Stored data:

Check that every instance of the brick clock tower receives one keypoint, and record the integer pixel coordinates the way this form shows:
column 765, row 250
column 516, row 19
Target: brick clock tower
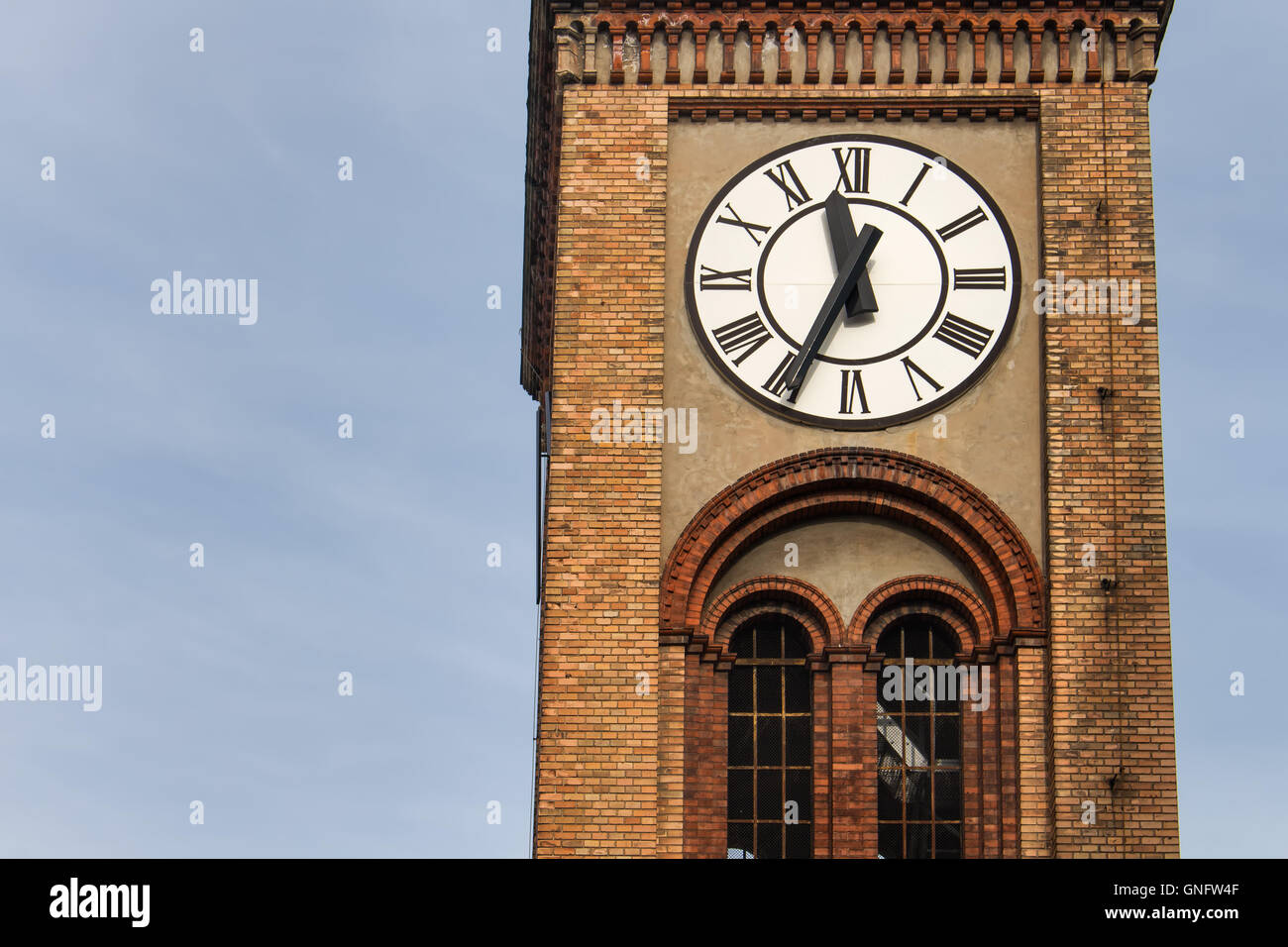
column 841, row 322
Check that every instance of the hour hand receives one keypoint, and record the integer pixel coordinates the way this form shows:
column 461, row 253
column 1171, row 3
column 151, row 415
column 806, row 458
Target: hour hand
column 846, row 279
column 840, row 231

Required action:
Working from the entries above, filter out every line that lacks "coordinates" and copy what remains.

Answer for the task:
Check that every instance of the brick clock tower receives one keypoint, and record the integer pixel coordinates the way this form shows:
Check that every instance of the hour hand receives one keypoint, and record the integer pixel coordinates the way this form shows:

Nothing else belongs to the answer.